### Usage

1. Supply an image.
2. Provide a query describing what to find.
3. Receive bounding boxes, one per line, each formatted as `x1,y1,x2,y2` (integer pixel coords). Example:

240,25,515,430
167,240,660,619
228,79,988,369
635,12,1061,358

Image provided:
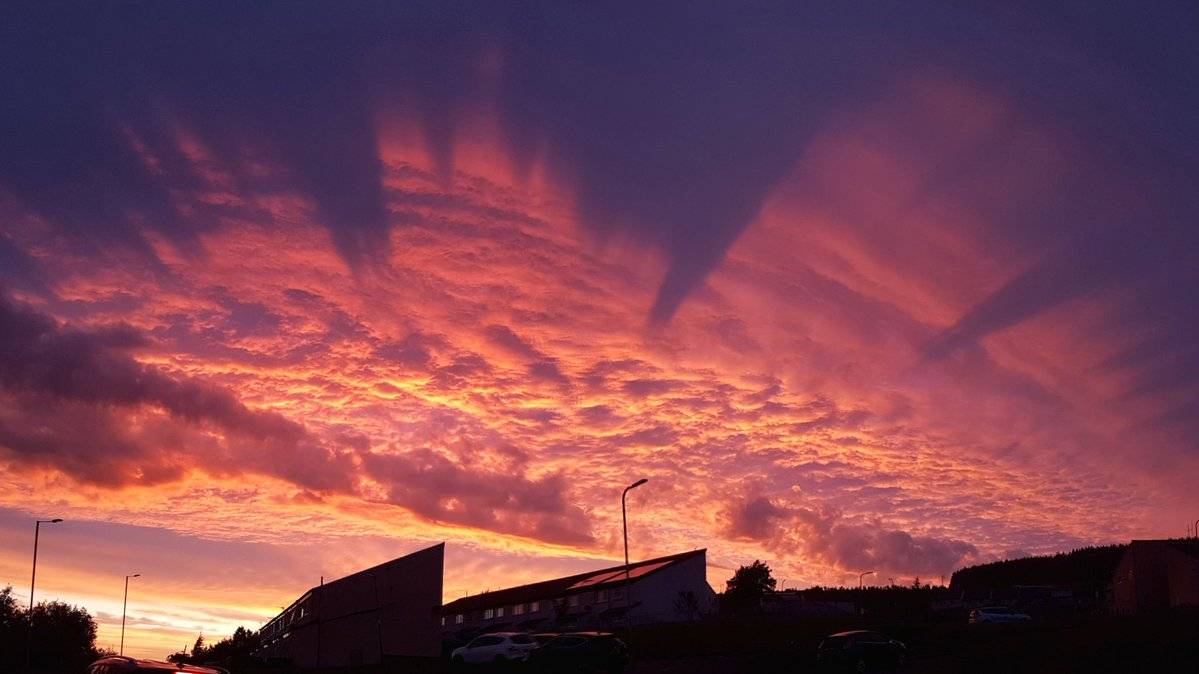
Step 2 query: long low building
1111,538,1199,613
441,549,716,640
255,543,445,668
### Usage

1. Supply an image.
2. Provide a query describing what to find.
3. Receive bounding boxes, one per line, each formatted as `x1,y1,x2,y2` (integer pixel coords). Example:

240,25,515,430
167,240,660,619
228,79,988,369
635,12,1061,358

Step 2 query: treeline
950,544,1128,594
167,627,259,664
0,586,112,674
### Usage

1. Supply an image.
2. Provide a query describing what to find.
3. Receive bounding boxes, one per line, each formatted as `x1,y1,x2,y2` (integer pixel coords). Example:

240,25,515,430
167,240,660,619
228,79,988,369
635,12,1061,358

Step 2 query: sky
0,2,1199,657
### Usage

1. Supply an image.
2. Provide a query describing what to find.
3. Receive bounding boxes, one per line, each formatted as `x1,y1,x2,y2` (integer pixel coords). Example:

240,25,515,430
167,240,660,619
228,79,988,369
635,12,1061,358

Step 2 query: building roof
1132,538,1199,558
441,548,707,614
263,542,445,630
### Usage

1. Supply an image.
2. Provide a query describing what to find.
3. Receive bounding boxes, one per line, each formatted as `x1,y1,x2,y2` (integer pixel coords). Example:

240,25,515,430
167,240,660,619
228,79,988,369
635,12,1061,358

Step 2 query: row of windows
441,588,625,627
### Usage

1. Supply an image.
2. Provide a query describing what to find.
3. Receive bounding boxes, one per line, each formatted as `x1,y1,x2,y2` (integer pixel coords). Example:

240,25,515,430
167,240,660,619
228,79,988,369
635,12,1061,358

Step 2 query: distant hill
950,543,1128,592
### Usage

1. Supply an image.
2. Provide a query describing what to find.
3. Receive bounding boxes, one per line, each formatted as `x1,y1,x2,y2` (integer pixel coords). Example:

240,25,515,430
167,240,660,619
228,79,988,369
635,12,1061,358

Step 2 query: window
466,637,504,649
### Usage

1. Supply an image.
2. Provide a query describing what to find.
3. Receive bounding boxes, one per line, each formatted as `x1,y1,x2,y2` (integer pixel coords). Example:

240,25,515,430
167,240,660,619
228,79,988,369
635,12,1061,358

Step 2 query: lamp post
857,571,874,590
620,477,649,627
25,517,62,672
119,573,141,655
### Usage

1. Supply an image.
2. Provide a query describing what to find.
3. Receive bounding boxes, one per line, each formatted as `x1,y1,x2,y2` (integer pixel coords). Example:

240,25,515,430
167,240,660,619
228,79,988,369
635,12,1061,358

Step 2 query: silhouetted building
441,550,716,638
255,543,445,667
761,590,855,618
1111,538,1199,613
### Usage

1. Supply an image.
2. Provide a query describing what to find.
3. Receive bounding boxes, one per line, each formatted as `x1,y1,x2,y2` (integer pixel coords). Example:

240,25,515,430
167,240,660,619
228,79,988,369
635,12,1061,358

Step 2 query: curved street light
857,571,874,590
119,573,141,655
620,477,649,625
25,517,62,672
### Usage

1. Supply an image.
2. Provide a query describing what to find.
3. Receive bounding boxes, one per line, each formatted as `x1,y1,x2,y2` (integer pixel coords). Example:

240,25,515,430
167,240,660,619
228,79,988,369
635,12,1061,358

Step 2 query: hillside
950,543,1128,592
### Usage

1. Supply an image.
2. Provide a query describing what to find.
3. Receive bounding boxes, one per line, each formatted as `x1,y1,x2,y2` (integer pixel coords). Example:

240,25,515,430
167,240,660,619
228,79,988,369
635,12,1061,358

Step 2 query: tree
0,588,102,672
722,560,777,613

________

= STATED TASK =
Please write out everything in the listing above from its first line down to the line containing "466,637,504,649", including both ends. Leave out the pictures.

= TASK RESULT =
### Usage

1. Supply an image.
2. Provide a query describing what to find.
3. Receive bounding boxes, one per line, each formatted as `x1,y1,x2,y2` (integer pixel coords). Example:

240,25,515,430
167,240,660,619
228,79,988,369
635,12,1061,358

Image provided:
Step 2 query: long low building
1111,538,1199,613
441,549,716,640
255,543,445,668
### Usage

1. Supply an image.
2. Provide a query describing what to find.
3. Receive bounding boxes, one per line, each formatted as `x1,y1,x2,y2` (integer pixel coords). Example:

240,25,515,430
167,240,660,619
228,79,988,369
635,12,1061,358

Step 2 query: treeline
950,544,1128,594
167,627,259,664
0,586,112,674
### Usage

1. Supply an image.
2. Provide a query describing what to find.
3. Receive bounding boxes, one per line, each formatted as `x1,y1,x2,y2` (integer pixel coords). Example:

240,25,515,430
167,240,660,619
228,79,988,369
635,12,1061,358

Step 2 query: sky
0,2,1199,657
### Usage

1. Supply an image.
2. Provide a query describing what to find.
3. Receive bounding boxes, one per line, each formatted as `x1,y1,x2,y2` (integer pixel coords). Example:

240,25,515,430
167,240,660,619
228,79,988,369
635,12,1061,358

Step 2 query: building roof
1132,538,1199,558
441,548,707,614
263,542,445,630
### Usage

1. Supply an image.
2. Provide a query describing what to find.
3. Receive bounding boxes, one per line, each formatted as `x1,y1,x2,y2` (integer pixel coords). Example:

240,25,515,430
167,240,660,619
228,79,988,369
635,12,1061,358

Step 2 query: row of windows
441,588,625,627
### Usage

1. Supply an image.
2. Provide a query describing what to find.
3. Receive bounding boxes, one per line, each formatted as `x1,y1,x2,y2` (integer pixel coords). Example:

240,25,515,430
167,240,660,619
228,79,988,369
635,12,1061,358

Step 2 query: distant hill
950,543,1128,592
### Usage

1. Supply an image.
2. Provide a query describing what to find.
3. Receive bounding boxes, one per line, each formatted as `x1,y1,x2,y2` (integer pixel coords). Example:

240,25,515,430
167,240,660,619
228,79,988,369
635,12,1061,358

Step 2 query: window
466,637,504,649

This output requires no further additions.